[Exercise material start]

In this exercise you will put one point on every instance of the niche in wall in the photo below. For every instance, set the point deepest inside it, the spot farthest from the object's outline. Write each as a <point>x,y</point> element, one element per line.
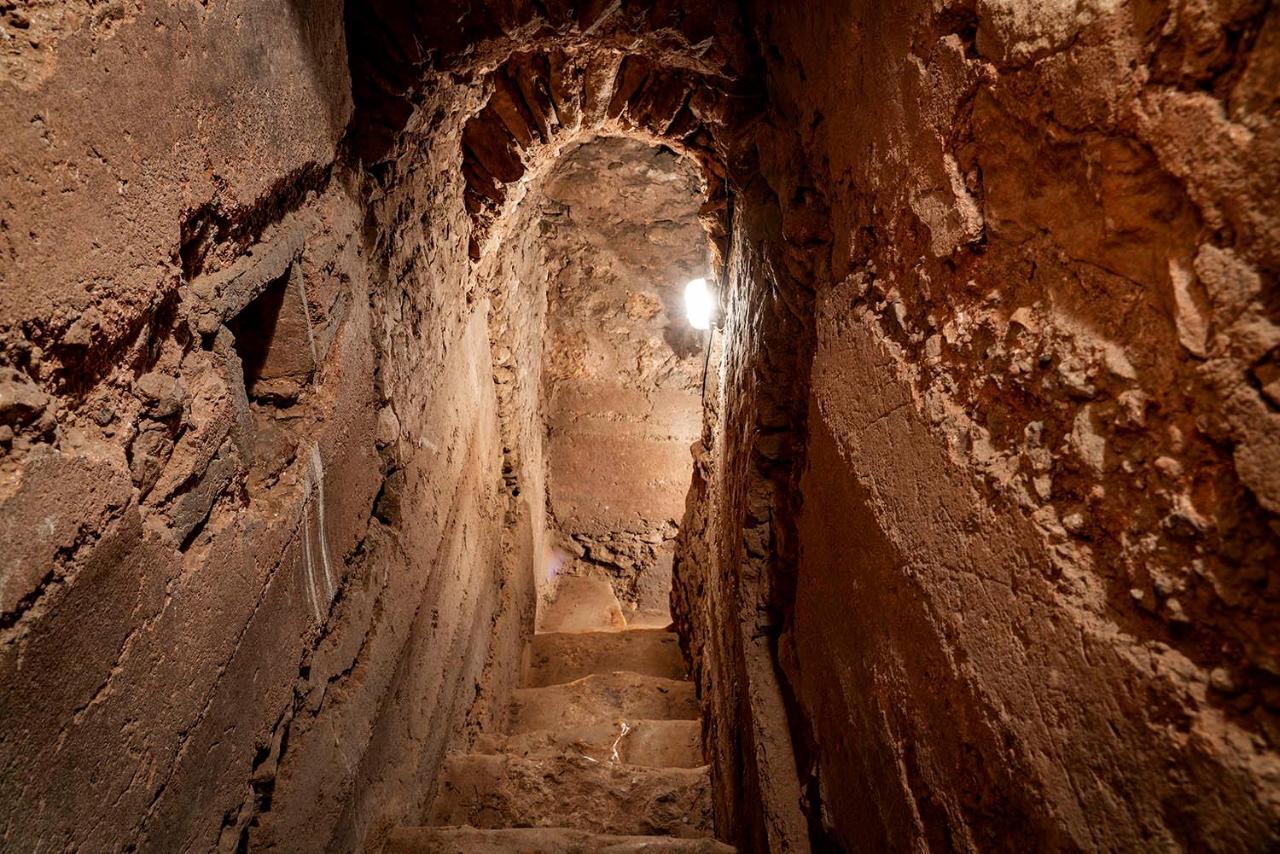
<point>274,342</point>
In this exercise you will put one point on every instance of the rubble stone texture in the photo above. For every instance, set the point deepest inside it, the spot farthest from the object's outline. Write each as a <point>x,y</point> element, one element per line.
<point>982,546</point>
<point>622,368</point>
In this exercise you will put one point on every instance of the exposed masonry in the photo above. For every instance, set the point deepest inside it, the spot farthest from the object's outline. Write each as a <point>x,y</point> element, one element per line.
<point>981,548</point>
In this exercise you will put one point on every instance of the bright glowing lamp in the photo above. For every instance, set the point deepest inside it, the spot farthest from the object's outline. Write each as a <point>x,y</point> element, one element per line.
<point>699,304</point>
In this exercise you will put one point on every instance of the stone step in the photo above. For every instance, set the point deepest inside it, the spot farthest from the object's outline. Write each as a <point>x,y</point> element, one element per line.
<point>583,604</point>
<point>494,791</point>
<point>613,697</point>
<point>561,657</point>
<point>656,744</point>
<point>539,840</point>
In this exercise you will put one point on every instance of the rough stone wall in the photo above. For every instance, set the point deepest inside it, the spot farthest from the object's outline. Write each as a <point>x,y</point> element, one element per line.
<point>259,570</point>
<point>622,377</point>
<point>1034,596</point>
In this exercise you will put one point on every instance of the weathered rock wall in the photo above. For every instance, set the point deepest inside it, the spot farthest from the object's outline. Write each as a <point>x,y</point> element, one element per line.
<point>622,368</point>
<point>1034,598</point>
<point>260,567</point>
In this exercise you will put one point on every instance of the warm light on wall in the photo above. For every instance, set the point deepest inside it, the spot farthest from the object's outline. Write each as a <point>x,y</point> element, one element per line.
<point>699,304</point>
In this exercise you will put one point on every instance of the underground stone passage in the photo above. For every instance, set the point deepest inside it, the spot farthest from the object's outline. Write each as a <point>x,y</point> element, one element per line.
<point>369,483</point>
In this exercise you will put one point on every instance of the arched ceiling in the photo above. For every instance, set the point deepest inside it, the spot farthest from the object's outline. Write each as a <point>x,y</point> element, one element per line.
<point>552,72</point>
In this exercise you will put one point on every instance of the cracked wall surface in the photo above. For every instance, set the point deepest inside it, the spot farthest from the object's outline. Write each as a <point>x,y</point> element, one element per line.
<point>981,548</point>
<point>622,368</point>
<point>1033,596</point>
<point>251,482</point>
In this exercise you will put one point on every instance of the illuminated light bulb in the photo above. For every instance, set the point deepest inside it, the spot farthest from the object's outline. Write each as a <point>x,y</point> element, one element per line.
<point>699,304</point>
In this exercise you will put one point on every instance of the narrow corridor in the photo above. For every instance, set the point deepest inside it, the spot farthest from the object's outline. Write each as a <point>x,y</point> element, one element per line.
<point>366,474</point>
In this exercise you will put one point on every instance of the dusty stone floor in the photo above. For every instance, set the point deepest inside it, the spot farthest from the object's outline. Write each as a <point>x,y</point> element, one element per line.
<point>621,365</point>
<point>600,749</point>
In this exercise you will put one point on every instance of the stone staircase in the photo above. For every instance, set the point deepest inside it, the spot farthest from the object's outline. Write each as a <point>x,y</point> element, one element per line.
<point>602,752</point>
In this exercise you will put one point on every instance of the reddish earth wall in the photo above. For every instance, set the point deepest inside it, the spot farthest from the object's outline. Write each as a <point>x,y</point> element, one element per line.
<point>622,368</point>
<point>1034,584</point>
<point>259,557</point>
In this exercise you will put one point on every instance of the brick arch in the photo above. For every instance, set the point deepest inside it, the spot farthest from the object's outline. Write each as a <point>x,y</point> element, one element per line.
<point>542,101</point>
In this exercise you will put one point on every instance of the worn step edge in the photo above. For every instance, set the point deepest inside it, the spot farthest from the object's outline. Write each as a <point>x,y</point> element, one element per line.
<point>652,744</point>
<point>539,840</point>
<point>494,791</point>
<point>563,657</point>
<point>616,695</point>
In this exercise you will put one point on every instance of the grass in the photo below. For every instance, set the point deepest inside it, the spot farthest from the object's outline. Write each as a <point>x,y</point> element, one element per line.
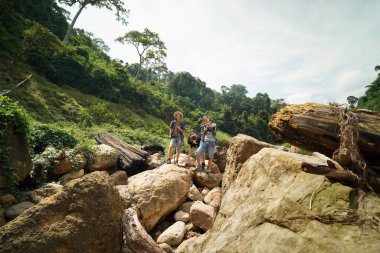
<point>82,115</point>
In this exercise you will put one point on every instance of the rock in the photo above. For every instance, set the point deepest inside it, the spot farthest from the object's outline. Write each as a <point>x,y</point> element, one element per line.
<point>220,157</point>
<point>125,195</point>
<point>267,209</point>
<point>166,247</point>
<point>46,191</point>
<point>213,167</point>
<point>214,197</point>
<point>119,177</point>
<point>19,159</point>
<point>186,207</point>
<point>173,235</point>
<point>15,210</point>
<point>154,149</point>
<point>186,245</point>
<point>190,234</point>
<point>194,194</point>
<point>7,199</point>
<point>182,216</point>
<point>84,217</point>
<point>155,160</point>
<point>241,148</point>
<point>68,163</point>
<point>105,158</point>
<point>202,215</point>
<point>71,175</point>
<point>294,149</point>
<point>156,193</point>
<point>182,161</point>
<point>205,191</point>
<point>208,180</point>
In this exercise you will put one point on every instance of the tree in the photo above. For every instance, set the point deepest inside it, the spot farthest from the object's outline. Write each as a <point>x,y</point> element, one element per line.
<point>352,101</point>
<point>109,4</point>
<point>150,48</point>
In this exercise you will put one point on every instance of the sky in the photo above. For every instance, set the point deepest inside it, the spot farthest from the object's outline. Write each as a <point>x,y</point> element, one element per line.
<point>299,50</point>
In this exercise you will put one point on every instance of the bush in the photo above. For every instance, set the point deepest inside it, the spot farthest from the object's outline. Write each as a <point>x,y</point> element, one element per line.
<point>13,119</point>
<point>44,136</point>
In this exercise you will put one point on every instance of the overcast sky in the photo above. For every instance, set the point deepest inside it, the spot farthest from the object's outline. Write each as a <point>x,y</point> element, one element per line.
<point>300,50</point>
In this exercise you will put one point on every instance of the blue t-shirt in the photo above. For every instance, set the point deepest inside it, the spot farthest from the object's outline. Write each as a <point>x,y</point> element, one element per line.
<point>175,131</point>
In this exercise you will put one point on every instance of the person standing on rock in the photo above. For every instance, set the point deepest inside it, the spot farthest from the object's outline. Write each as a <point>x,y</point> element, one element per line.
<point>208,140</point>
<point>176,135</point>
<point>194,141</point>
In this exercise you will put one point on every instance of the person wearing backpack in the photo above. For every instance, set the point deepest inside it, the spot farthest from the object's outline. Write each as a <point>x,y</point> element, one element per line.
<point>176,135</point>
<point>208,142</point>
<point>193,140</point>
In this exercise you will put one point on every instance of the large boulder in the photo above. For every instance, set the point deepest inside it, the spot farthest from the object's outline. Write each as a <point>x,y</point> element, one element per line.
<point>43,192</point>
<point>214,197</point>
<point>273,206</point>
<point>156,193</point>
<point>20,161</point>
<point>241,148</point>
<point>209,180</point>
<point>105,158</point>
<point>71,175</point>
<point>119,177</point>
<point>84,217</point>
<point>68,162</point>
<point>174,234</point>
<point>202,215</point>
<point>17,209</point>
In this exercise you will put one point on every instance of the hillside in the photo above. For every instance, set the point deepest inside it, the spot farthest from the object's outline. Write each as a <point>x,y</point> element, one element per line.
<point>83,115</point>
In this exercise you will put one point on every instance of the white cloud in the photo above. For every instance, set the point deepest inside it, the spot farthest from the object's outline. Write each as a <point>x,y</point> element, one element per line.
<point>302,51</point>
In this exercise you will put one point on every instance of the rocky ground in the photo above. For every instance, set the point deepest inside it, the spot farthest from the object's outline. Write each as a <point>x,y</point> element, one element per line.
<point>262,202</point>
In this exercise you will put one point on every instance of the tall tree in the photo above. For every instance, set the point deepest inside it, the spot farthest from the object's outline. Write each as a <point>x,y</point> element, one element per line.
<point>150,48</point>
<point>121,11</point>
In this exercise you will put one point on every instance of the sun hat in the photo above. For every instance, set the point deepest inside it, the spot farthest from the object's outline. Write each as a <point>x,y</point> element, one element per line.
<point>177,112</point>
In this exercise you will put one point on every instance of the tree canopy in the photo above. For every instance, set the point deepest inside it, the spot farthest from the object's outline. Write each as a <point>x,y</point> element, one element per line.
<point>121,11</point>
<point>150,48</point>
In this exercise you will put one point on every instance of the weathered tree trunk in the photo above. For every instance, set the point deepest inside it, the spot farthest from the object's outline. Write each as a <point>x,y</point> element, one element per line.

[Exercise material end]

Brief:
Copy the lines above word for word, starting at the line containing "the stone step" and ending at the line containing "<point>1034,596</point>", including both of those lines.

Worked solution:
In this exercise you will put one point on every instance of the stone step in the photo above. For every instance, set the point deepest inside it, the spot farthest from the object's outline. Write each as a <point>x,y</point> element, one element per line.
<point>583,604</point>
<point>494,791</point>
<point>613,697</point>
<point>561,657</point>
<point>656,744</point>
<point>539,840</point>
In this exercise you will put one point on every instance of the rough stone wall in the photo above. For every instance, set the point deepest inside it, the spot farthest from the object's outline. Write each as a <point>x,y</point> element, one element per line.
<point>259,570</point>
<point>622,377</point>
<point>1034,596</point>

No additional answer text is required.